◆ **Stored items**:
┌────────

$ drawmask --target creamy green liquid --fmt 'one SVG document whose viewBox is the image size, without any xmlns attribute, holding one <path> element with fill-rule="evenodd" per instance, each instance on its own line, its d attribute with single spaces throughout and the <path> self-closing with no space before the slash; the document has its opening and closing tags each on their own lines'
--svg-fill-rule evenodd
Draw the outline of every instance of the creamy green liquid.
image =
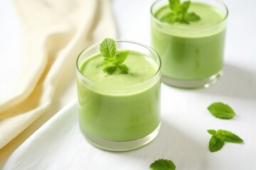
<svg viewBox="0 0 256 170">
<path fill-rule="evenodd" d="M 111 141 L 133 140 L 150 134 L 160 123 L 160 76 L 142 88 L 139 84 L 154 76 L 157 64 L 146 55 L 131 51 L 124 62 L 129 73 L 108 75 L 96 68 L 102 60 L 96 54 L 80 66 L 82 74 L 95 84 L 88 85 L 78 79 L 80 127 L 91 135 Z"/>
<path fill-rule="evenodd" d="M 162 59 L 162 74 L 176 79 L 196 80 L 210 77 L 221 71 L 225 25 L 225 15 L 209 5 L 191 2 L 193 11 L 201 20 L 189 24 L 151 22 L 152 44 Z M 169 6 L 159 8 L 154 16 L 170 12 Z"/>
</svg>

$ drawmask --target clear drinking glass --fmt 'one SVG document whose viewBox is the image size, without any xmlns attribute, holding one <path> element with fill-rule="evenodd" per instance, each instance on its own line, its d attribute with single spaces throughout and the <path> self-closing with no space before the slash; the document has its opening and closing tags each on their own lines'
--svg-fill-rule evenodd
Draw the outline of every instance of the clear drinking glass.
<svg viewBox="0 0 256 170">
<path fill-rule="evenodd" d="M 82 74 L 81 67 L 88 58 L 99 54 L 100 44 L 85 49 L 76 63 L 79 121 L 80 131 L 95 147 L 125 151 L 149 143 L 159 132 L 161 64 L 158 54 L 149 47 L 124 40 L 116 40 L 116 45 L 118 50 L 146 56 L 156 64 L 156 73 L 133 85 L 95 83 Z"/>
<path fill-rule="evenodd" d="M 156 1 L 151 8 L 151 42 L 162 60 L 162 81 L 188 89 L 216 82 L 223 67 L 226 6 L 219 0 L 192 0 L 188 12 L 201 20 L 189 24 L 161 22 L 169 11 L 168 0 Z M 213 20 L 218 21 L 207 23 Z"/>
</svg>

└────────

◆ **Task details**: Show each line of the stored items that contains the word "outline".

◆ **Output below**:
Draw the outline of every instance of the creamy green liquid.
Draw the outline of every instance of the clear drinking glass.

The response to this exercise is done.